## WORK TO DO
1. Show each line of the records that contains the string "green".
2. Continue the passage on Sultan Said Khan and the Moghul khans from the point where it stops.

## SUPPLIED PASSAGE

Sultan Said Khan (Uyghur: سۇلتان سەىد جان, ) ruled the Yarkent Khanate from September 1514 to July 1533. He was born in the late 15th century in Moghulistan, and he was a direct descendant of the first Moghul Khan, Tughlugh Timur, who had founded the state of Moghulistan in 1348 and ruled until 1363. The Moghuls were turkicized Mongols who had converted to Islam.

Some English sources refer to this ruler as Abusaid.

Background 

When the Chagatai ulus, which embraced both East and West Turkestan, collapsed, the result was the creation of two different states: Maverannahr in West Turkestan, with its capital at Samarkand, where Timur the Great came to power in 1370, and Moghulistan, with its capital at Almalik, near the present-day town of Gulja, in the Ili valley. Moghulistan embraced settled lands in Eastern Turkestan as well as nomad lands north of Tangri Tagh.  The settled lands were known at the time as Manglai Sobe or Mangalai Suyah, which translates as Shiny Land, or Advanced Land Which Faced the Sun.  These lands included west and central Tarim oasis-cities, such as Khotan, Yarkand, Yangihisar, Kashgar, Aksu, and Uch Turpan; and hardly involved eastern Tangri Tagh oasis-cities, such as Kucha, Karashahr, Turpan and Kumul, where a local Uyghur administration and Buddhist population still existed.  The nomadic areas comprised the present Kyrgyzstan and part of Kazakhstan, including Jettisu, the area of seven rivers.

The ruler of Aksu, the dughlat emir Puladchi, brought a young, 18-year-old, Tughluk Timur from the Ili valley in 1347, and in a kurultai declared him a grandson of Duwa Khan, the great-grandson of Chagatai Khan and ruler of the Chagatai Khanate between 1282 and 1307.  Puladchi forced all moghuls to recognize Tughluk as Khan. Khans from Chagatai, the second son of Genghis Khan, to Tughluk Timur are known as "Chagatai khans", and from Tughluk Timur to his descendants as "Moghul khans".

Moghulistan existed around 100 years, and then split into three parts: Yarkand state (mamlakati Yarkand), with its capital at Yarkand, which embraced all the settled lands of Western Kashgaria, still nomad Moghulistan which embraced the nomad lands north of Tengri Tagh, and Uyghurstan which embraced the settled lands of Eastern Kashgaria, Turpan and Kumul Basins. The founder of Yarkand state was Mirza Abu Bakr, who was from the dughlat tribe.  In 1465, he raised a rebellion, captured Yarkand, Kashgar, and Khotan, and declared himself an independent ruler, successfully repelling attacks by the Moghulistan rulers Yunus Khan and his son Akhmad Khan, or Ahmad Alaq, named Alach, "Slaughterer", for his war against the kalmyks. In 1462 moghul khan Dost Muhammad took residency in Aksu, denying nomad style of life, and as result Eastern Kashgaria cities, such as Aksu, Uchturpan, Bai, Kucha, Karashar, and also Turpan and Kumul,  separated into Eastern Khanate or Uyghurstan.

## PROVIDED ENTRIES
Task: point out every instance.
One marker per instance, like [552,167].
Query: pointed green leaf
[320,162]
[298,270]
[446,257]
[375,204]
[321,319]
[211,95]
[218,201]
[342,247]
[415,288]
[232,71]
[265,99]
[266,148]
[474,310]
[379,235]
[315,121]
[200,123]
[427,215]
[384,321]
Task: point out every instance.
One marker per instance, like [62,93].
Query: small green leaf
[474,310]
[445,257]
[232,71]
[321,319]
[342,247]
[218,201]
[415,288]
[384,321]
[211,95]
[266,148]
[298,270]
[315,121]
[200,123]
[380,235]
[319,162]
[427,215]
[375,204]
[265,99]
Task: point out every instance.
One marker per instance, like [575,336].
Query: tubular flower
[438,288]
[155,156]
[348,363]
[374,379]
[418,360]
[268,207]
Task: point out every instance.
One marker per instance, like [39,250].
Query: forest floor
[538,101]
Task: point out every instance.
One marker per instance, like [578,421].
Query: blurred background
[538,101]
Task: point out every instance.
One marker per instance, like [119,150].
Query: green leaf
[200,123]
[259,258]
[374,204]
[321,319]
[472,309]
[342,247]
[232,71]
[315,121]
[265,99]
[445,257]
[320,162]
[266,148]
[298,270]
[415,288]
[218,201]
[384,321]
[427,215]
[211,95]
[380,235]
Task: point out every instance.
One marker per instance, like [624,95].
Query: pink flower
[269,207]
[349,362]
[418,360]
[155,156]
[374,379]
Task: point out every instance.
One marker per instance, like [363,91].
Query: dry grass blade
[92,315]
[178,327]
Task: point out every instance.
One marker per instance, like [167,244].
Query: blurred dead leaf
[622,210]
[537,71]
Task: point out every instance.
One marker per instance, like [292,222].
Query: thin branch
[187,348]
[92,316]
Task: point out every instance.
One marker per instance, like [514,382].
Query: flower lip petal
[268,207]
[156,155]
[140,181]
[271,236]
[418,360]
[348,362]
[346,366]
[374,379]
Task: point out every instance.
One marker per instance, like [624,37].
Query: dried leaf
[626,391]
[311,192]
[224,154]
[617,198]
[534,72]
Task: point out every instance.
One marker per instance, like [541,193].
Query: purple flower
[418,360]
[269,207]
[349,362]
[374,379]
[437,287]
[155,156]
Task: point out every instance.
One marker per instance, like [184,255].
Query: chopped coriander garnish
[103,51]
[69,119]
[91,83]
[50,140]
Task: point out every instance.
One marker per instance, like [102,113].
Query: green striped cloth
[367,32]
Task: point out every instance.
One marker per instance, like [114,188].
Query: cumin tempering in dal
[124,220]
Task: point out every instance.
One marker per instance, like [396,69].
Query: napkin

## IN RESPONSE
1.
Query: pointed green leaf
Query: small green leaf
Query: green leaf
Query: green striped cloth

2.
Dughlat emirs had ruled the country that lay south of Tangri-Tagh in the Tarim Basin from the middle of the thirteenth century, on behalf of Chagatai Khan and his descendants, as their satellites.  The first dughlat ruler, who received lands directly from the hands of Chagatai, was amir Babdagan or Tarkhan.  The capital of the emirate was Kashgar, and the country was known as Mamlakati Kashgar. Although the emirate, representing the settled lands of Eastern Turkestan, was formally under the rule of the moghul khans, the dughlat emirs often tried to put an end to that dependence, and raised frequent rebellions, one of which resulted in the separation of Kashgar from Moghulistan for almost 15 years (1416–1435).

Mirza Abu Bakr ruled Yarkand for 48 years and his ruling was featured by creation of unique and highly effective penitentiary system, that had no analog in other countries. After discovering, by occasion, 29 large bowls, filled with gold sand and silver coins (Balysh), during excavation in the old city of Yarkand, Mirza Abu Bakr ordered to start excavations throughout the whole country in all old cities of towns and in abounded cities of Taklamakan Desert  as well. To get workforce for performing of mass excavations he used convicts, both males and females of any age. The place of site of excavation was named Kazyk  and numerous barracks for convicts and the guards were erected, convicts were sent to Kazyks by stages from all over the country and excavation works were continuing the whole year without interruptions. Using this forced labour system he collected during his reign very large amount of treasuries and became the owner of very rare and valuable things, some of them hundreds and thousands years old.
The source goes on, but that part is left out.